> _Records supplied_:
____

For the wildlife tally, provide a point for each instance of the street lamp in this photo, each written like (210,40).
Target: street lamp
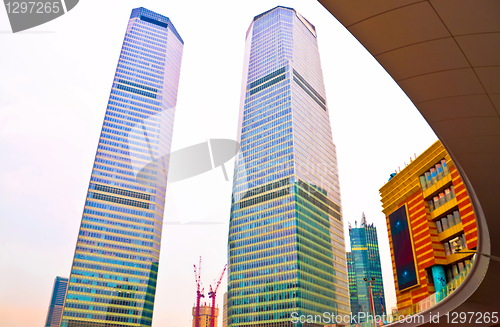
(372,304)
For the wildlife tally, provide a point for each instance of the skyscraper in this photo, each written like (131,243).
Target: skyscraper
(364,263)
(114,271)
(286,243)
(56,302)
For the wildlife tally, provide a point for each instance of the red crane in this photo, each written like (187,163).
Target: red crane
(199,293)
(212,294)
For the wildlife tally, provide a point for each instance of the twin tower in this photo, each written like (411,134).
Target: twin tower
(286,244)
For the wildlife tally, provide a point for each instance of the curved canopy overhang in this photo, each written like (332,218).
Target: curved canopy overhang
(445,55)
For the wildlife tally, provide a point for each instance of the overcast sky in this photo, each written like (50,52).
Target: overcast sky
(55,81)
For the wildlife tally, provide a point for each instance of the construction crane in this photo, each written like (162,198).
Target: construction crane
(199,293)
(212,294)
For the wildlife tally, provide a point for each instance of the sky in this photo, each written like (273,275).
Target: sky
(55,81)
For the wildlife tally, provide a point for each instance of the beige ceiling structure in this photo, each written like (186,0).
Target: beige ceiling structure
(445,55)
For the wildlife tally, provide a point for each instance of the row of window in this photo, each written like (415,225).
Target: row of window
(434,174)
(448,221)
(442,198)
(103,236)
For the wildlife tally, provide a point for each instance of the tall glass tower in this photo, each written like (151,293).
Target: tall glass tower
(364,262)
(114,271)
(286,244)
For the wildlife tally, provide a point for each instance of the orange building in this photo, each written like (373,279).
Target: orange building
(430,222)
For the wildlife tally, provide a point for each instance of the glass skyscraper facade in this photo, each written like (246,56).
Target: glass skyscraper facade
(364,262)
(114,271)
(56,302)
(286,239)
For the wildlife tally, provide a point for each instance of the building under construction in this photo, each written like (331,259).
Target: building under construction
(205,315)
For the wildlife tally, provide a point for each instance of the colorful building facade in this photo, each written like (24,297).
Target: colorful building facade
(286,239)
(114,271)
(57,302)
(430,220)
(365,271)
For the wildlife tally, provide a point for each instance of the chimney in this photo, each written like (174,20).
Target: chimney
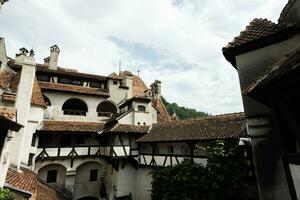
(22,55)
(22,105)
(47,60)
(3,57)
(54,52)
(156,88)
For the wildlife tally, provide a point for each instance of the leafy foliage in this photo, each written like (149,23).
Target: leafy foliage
(6,194)
(182,112)
(226,176)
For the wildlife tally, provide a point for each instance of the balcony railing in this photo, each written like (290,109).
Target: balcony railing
(111,151)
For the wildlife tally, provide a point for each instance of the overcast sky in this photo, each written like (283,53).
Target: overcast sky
(176,41)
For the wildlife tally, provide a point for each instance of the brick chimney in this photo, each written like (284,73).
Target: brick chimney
(156,88)
(3,57)
(54,52)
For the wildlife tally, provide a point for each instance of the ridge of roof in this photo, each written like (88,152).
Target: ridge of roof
(72,88)
(256,29)
(70,126)
(225,126)
(259,33)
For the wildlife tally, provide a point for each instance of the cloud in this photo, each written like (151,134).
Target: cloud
(178,42)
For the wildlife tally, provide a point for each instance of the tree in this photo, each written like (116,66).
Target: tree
(182,112)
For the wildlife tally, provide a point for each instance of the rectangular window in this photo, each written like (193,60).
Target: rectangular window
(42,77)
(33,140)
(170,149)
(51,176)
(30,159)
(141,108)
(95,84)
(79,139)
(65,141)
(93,175)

____

> _What the task asks_: Copy the rows above word for word, starting at the line that contains "written like (193,60)." and ending at the last line of the rows.

> _Solution to this exercise_:
For the wildlife tally, provide a point for each instance of the rectangular window in this photo, each written like (193,60).
Target: rectangular window
(42,77)
(33,140)
(170,149)
(51,176)
(30,159)
(141,108)
(95,84)
(79,139)
(65,141)
(93,175)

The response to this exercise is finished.